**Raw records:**
++++++

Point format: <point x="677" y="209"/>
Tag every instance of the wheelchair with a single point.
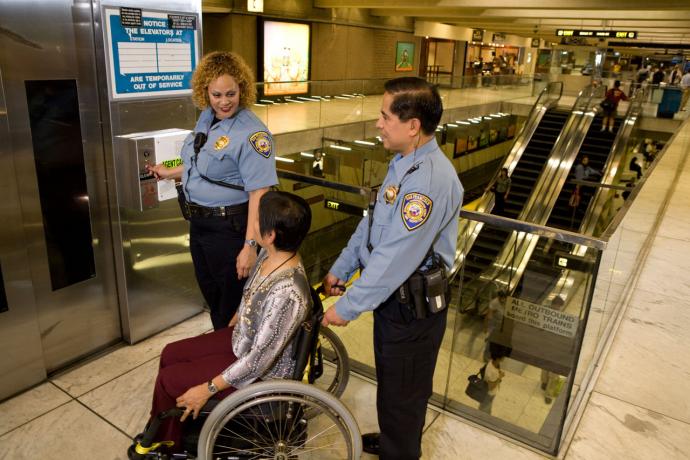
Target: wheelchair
<point x="300" y="418"/>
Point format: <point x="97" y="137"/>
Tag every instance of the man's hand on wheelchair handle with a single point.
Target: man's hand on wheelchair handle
<point x="332" y="285"/>
<point x="193" y="400"/>
<point x="331" y="317"/>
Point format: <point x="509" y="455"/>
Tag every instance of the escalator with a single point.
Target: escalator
<point x="490" y="241"/>
<point x="597" y="147"/>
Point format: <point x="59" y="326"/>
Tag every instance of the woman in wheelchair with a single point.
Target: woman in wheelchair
<point x="257" y="345"/>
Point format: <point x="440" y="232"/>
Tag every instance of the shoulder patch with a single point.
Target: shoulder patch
<point x="415" y="210"/>
<point x="261" y="142"/>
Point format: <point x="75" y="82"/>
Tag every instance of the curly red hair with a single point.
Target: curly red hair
<point x="217" y="64"/>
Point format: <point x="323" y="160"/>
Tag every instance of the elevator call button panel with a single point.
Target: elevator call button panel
<point x="137" y="186"/>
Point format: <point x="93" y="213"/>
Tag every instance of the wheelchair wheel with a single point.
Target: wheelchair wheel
<point x="336" y="370"/>
<point x="267" y="420"/>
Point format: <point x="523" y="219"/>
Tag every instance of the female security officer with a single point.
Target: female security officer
<point x="228" y="164"/>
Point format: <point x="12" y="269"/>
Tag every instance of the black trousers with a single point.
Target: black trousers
<point x="215" y="243"/>
<point x="405" y="351"/>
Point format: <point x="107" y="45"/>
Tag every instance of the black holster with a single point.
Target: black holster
<point x="426" y="291"/>
<point x="182" y="201"/>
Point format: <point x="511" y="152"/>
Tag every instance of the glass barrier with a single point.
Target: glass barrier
<point x="562" y="294"/>
<point x="288" y="107"/>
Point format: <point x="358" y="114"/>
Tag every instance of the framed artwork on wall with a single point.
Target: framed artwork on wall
<point x="404" y="57"/>
<point x="286" y="53"/>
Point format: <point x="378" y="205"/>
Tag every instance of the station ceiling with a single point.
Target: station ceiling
<point x="660" y="21"/>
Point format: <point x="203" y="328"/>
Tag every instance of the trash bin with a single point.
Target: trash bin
<point x="670" y="102"/>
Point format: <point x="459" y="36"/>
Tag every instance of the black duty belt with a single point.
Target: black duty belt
<point x="196" y="210"/>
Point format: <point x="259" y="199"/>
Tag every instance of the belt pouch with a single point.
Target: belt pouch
<point x="416" y="285"/>
<point x="402" y="295"/>
<point x="435" y="289"/>
<point x="182" y="201"/>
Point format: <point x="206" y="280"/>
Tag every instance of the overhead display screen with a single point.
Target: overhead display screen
<point x="597" y="33"/>
<point x="286" y="58"/>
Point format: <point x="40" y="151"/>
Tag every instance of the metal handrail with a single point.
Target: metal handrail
<point x="357" y="189"/>
<point x="612" y="169"/>
<point x="543" y="198"/>
<point x="539" y="230"/>
<point x="544" y="101"/>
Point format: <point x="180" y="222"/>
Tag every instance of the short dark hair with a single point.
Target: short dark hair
<point x="288" y="215"/>
<point x="557" y="302"/>
<point x="414" y="97"/>
<point x="498" y="351"/>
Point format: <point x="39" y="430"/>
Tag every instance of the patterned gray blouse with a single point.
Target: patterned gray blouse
<point x="271" y="310"/>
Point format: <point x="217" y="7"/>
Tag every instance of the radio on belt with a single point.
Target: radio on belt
<point x="137" y="188"/>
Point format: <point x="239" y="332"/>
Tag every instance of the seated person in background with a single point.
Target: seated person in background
<point x="585" y="172"/>
<point x="257" y="345"/>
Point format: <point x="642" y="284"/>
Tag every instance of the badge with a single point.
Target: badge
<point x="390" y="194"/>
<point x="222" y="142"/>
<point x="415" y="210"/>
<point x="261" y="142"/>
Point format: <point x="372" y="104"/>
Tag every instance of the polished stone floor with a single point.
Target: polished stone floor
<point x="638" y="408"/>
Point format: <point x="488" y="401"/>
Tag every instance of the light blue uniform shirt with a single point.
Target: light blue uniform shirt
<point x="239" y="151"/>
<point x="424" y="212"/>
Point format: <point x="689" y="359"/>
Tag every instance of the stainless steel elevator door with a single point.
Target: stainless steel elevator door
<point x="49" y="76"/>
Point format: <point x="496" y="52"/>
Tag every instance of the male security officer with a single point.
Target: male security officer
<point x="415" y="214"/>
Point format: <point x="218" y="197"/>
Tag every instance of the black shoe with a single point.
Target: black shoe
<point x="371" y="443"/>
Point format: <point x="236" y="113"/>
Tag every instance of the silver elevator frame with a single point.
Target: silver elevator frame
<point x="143" y="279"/>
<point x="156" y="282"/>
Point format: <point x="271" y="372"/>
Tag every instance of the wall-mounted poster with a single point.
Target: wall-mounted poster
<point x="286" y="58"/>
<point x="404" y="57"/>
<point x="460" y="147"/>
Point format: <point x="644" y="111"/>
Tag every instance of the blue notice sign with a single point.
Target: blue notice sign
<point x="152" y="59"/>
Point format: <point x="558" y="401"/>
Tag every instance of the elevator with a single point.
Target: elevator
<point x="80" y="270"/>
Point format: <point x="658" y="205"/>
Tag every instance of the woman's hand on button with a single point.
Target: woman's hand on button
<point x="160" y="171"/>
<point x="245" y="261"/>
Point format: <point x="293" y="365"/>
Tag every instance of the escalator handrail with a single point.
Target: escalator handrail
<point x="548" y="97"/>
<point x="563" y="153"/>
<point x="548" y="186"/>
<point x="612" y="169"/>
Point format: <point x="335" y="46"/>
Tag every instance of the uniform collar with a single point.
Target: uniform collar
<point x="401" y="164"/>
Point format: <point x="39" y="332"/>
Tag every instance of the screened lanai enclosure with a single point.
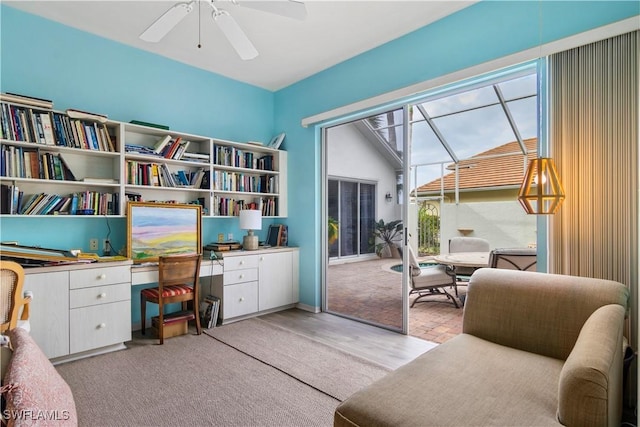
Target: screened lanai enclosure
<point x="467" y="147"/>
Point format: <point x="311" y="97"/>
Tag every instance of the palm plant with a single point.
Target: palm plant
<point x="388" y="234"/>
<point x="332" y="230"/>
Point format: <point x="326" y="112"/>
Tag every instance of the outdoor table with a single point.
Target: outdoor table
<point x="464" y="259"/>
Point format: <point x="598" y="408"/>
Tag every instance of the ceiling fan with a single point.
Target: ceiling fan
<point x="227" y="24"/>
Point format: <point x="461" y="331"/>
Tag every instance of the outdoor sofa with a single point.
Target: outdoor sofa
<point x="536" y="350"/>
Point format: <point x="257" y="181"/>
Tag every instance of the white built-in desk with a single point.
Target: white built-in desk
<point x="81" y="310"/>
<point x="145" y="274"/>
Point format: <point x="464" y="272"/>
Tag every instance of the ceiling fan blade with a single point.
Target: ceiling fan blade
<point x="287" y="8"/>
<point x="166" y="22"/>
<point x="235" y="35"/>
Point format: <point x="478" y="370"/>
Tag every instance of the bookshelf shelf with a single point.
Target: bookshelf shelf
<point x="133" y="162"/>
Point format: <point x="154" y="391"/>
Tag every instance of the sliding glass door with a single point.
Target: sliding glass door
<point x="363" y="202"/>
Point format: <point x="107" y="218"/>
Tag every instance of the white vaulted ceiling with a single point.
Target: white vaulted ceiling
<point x="289" y="50"/>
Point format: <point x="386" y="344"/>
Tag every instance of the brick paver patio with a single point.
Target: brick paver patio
<point x="370" y="290"/>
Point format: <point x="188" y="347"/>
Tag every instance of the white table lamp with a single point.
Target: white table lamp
<point x="250" y="220"/>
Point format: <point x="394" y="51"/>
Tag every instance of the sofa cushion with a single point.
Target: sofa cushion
<point x="536" y="312"/>
<point x="37" y="394"/>
<point x="591" y="379"/>
<point x="466" y="381"/>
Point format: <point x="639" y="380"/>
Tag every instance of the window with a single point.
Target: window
<point x="352" y="204"/>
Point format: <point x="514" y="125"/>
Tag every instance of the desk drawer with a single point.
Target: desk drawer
<point x="99" y="276"/>
<point x="99" y="325"/>
<point x="99" y="295"/>
<point x="240" y="262"/>
<point x="240" y="276"/>
<point x="240" y="299"/>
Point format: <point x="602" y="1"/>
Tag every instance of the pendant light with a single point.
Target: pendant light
<point x="541" y="192"/>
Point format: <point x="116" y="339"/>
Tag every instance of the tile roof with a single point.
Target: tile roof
<point x="477" y="172"/>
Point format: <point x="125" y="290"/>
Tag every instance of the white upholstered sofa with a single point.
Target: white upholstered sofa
<point x="536" y="350"/>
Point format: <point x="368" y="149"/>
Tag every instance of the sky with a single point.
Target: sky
<point x="471" y="122"/>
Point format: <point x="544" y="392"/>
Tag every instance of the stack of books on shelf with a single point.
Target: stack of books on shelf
<point x="159" y="175"/>
<point x="232" y="156"/>
<point x="21" y="120"/>
<point x="209" y="311"/>
<point x="168" y="148"/>
<point x="23" y="162"/>
<point x="14" y="202"/>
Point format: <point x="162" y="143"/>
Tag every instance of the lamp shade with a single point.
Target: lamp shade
<point x="541" y="191"/>
<point x="250" y="219"/>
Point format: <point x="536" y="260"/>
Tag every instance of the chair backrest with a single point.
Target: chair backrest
<point x="11" y="282"/>
<point x="524" y="259"/>
<point x="179" y="270"/>
<point x="468" y="244"/>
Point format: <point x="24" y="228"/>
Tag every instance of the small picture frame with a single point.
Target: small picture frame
<point x="276" y="141"/>
<point x="273" y="236"/>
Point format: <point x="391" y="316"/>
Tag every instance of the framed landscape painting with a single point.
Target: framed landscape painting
<point x="157" y="229"/>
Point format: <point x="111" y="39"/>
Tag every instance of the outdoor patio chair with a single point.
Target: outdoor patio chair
<point x="430" y="281"/>
<point x="523" y="259"/>
<point x="467" y="244"/>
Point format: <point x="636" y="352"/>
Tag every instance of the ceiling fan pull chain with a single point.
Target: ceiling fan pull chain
<point x="199" y="22"/>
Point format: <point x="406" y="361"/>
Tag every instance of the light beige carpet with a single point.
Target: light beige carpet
<point x="198" y="380"/>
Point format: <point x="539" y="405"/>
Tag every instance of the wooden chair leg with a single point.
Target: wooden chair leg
<point x="161" y="323"/>
<point x="197" y="314"/>
<point x="143" y="313"/>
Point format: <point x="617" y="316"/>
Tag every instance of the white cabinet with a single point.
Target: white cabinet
<point x="257" y="282"/>
<point x="275" y="287"/>
<point x="100" y="308"/>
<point x="49" y="311"/>
<point x="79" y="309"/>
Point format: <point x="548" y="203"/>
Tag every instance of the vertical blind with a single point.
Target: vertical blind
<point x="594" y="140"/>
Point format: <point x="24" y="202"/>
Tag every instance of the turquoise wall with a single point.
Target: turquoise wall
<point x="79" y="70"/>
<point x="485" y="31"/>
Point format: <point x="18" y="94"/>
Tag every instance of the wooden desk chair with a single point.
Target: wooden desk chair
<point x="177" y="282"/>
<point x="14" y="307"/>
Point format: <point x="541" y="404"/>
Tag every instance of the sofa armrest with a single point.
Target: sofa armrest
<point x="535" y="312"/>
<point x="590" y="386"/>
<point x="36" y="391"/>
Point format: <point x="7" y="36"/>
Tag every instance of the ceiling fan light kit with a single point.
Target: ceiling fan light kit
<point x="227" y="24"/>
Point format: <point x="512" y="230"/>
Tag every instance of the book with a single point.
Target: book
<point x="85" y="115"/>
<point x="94" y="180"/>
<point x="153" y="125"/>
<point x="159" y="146"/>
<point x="209" y="311"/>
<point x="26" y="100"/>
<point x="47" y="128"/>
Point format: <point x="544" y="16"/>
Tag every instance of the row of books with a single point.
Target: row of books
<point x="159" y="175"/>
<point x="14" y="202"/>
<point x="21" y="123"/>
<point x="209" y="311"/>
<point x="226" y="206"/>
<point x="21" y="162"/>
<point x="232" y="156"/>
<point x="234" y="181"/>
<point x="168" y="148"/>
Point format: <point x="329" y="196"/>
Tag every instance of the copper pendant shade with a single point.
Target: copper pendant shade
<point x="541" y="192"/>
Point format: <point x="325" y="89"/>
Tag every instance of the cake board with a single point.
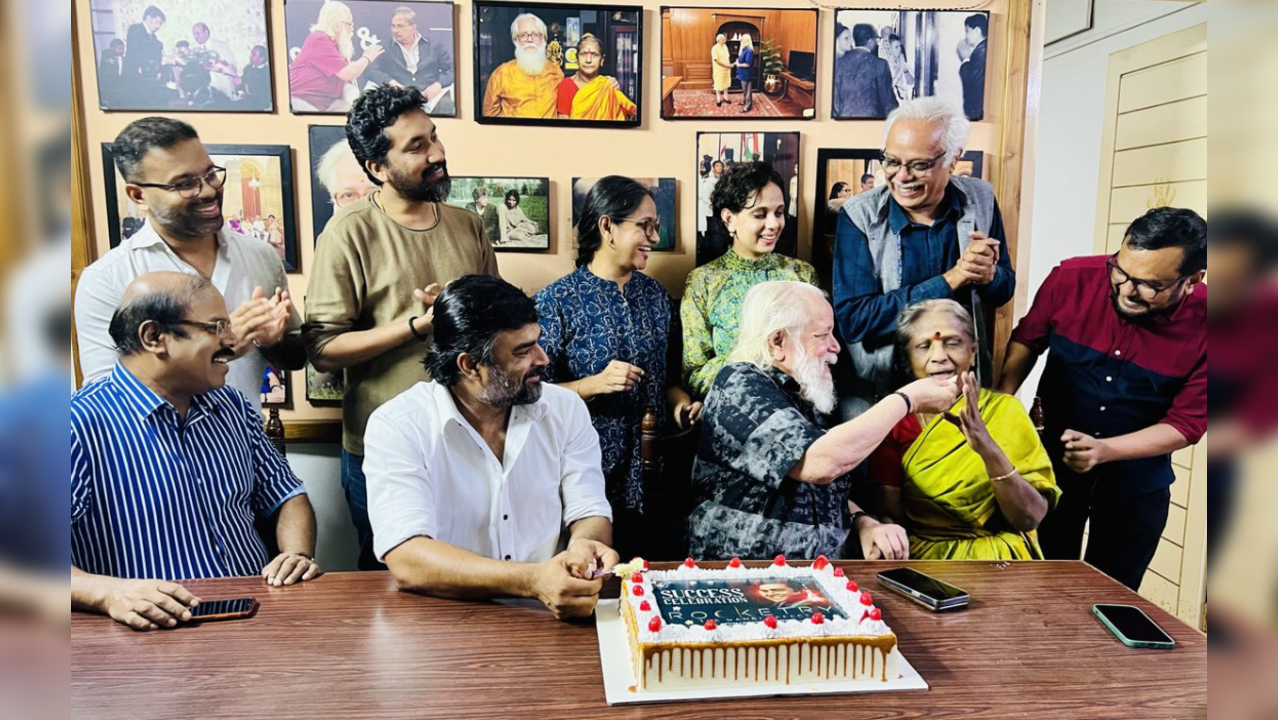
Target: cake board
<point x="619" y="678"/>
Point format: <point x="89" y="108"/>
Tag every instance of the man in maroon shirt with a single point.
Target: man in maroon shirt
<point x="1124" y="388"/>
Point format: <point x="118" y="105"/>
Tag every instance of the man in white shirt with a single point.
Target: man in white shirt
<point x="171" y="178"/>
<point x="474" y="477"/>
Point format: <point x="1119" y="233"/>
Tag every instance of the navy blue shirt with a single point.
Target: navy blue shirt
<point x="865" y="312"/>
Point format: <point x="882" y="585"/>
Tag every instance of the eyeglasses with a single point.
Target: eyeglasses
<point x="220" y="328"/>
<point x="189" y="188"/>
<point x="651" y="228"/>
<point x="891" y="165"/>
<point x="1144" y="288"/>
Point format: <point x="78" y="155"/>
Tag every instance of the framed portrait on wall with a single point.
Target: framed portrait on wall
<point x="182" y="55"/>
<point x="720" y="152"/>
<point x="663" y="196"/>
<point x="340" y="49"/>
<point x="739" y="64"/>
<point x="256" y="197"/>
<point x="515" y="211"/>
<point x="883" y="58"/>
<point x="842" y="174"/>
<point x="531" y="70"/>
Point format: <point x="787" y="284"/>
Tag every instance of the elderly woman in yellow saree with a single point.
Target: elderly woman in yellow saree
<point x="971" y="484"/>
<point x="588" y="95"/>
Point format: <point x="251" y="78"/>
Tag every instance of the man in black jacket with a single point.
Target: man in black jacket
<point x="414" y="62"/>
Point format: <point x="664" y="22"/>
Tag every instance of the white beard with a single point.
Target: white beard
<point x="532" y="62"/>
<point x="818" y="386"/>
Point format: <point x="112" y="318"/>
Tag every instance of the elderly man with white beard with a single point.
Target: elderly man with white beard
<point x="776" y="481"/>
<point x="527" y="86"/>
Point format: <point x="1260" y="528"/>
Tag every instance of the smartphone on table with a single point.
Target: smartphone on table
<point x="230" y="609"/>
<point x="925" y="590"/>
<point x="1132" y="627"/>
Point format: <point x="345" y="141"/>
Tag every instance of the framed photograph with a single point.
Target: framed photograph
<point x="276" y="390"/>
<point x="336" y="178"/>
<point x="739" y="64"/>
<point x="257" y="198"/>
<point x="662" y="192"/>
<point x="845" y="173"/>
<point x="515" y="211"/>
<point x="325" y="388"/>
<point x="531" y="72"/>
<point x="716" y="154"/>
<point x="408" y="44"/>
<point x="883" y="58"/>
<point x="182" y="55"/>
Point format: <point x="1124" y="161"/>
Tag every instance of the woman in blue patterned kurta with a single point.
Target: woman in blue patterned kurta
<point x="606" y="328"/>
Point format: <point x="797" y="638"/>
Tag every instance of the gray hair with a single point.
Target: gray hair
<point x="514" y="26"/>
<point x="911" y="315"/>
<point x="776" y="306"/>
<point x="957" y="128"/>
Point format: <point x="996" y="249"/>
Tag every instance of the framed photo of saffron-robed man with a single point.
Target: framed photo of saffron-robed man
<point x="182" y="55"/>
<point x="338" y="49"/>
<point x="557" y="64"/>
<point x="256" y="196"/>
<point x="739" y="63"/>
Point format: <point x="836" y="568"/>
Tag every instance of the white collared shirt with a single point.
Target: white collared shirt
<point x="431" y="475"/>
<point x="242" y="265"/>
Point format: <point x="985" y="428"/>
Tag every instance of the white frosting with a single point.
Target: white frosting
<point x="833" y="587"/>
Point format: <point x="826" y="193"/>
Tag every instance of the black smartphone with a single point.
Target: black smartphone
<point x="925" y="590"/>
<point x="230" y="609"/>
<point x="1132" y="627"/>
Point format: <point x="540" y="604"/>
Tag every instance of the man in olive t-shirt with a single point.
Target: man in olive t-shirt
<point x="378" y="266"/>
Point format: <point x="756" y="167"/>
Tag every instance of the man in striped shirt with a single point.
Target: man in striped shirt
<point x="169" y="467"/>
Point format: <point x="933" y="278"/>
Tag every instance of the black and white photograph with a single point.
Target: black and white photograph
<point x="556" y="64"/>
<point x="716" y="154"/>
<point x="182" y="55"/>
<point x="515" y="211"/>
<point x="340" y="49"/>
<point x="257" y="197"/>
<point x="883" y="58"/>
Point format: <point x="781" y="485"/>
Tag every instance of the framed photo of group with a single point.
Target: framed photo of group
<point x="557" y="64"/>
<point x="842" y="174"/>
<point x="256" y="197"/>
<point x="739" y="63"/>
<point x="338" y="49"/>
<point x="182" y="55"/>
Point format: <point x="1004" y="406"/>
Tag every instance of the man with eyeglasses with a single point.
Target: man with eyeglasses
<point x="925" y="233"/>
<point x="169" y="467"/>
<point x="527" y="86"/>
<point x="1124" y="388"/>
<point x="171" y="179"/>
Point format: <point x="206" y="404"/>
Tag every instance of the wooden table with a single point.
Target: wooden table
<point x="350" y="646"/>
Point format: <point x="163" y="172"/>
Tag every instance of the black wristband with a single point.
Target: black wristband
<point x="909" y="406"/>
<point x="418" y="335"/>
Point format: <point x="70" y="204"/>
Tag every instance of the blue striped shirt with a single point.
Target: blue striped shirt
<point x="159" y="496"/>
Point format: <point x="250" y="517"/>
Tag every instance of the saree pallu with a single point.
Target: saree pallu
<point x="948" y="499"/>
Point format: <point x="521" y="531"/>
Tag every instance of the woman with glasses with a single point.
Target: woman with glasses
<point x="606" y="328"/>
<point x="750" y="203"/>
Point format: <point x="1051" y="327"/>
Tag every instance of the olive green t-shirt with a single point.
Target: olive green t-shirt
<point x="364" y="273"/>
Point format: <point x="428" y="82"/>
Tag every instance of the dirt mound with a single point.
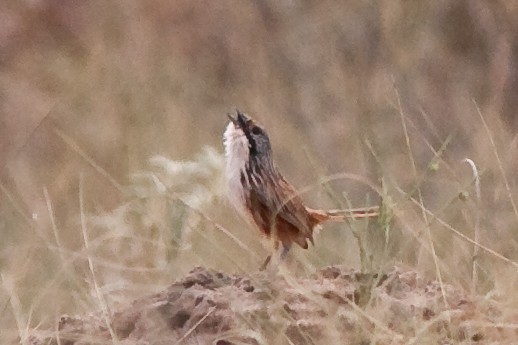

++++++

Gather every line above that contains the string "trash" and copy each one.

**SOLUTION FOR THIS PROBLEM:**
Tag every instance of the trash bin with a single point.
Target: trash bin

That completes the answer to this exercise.